DESCRIPTION OF THE TASK - Please show each line of the listing where "below" is present.

========================================================================

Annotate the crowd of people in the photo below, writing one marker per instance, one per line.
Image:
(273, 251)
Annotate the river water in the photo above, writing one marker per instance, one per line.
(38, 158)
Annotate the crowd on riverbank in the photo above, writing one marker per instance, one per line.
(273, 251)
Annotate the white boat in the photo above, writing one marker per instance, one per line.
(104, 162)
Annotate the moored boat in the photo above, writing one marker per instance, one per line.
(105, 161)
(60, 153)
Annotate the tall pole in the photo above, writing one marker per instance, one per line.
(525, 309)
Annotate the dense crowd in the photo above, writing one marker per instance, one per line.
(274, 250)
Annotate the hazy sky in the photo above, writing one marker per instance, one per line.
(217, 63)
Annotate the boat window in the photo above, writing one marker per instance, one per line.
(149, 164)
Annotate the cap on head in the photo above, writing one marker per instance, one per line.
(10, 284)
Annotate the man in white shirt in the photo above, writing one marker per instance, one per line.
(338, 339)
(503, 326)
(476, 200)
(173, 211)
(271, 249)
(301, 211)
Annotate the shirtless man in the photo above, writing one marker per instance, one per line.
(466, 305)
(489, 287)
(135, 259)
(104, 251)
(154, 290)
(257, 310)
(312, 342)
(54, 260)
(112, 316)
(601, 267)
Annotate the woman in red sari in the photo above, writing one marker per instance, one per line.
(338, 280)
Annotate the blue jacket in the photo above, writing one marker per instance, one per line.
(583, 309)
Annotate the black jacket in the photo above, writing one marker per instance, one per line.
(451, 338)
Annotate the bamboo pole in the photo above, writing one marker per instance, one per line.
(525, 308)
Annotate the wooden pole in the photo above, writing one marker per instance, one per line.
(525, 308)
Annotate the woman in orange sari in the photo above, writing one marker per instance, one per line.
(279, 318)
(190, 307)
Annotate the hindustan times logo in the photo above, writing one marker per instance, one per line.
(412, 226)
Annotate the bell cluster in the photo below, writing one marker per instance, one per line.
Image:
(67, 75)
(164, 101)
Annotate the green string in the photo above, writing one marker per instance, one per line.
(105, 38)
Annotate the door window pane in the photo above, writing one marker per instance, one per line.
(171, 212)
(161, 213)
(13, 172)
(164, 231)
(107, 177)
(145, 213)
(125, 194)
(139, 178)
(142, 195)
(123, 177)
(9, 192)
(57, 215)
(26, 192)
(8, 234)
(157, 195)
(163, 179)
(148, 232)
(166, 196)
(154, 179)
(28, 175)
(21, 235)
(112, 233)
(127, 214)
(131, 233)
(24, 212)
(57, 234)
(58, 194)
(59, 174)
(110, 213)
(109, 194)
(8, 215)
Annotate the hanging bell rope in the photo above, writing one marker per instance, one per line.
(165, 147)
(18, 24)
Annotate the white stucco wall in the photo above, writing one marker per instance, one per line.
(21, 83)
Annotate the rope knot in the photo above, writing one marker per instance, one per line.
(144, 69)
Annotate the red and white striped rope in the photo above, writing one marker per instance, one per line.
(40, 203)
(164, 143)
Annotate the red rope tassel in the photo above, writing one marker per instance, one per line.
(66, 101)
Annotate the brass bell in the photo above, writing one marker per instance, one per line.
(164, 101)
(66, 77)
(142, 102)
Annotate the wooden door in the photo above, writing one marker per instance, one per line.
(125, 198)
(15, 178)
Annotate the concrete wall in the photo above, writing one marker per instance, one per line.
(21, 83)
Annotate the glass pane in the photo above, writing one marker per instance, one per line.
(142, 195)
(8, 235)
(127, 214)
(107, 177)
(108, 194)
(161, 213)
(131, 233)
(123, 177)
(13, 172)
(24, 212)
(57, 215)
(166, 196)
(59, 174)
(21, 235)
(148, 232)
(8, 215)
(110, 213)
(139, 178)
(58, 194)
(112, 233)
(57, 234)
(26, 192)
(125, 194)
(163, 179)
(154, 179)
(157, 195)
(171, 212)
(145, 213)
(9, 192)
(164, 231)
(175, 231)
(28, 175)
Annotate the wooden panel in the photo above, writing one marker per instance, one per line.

========================================================================

TASK SOLUTION -
Annotate the crowd of people in the photo below, writing one marker per instance, one per line.
Annotate the bell cluster in the photo below, writing one marker per instance, one per line.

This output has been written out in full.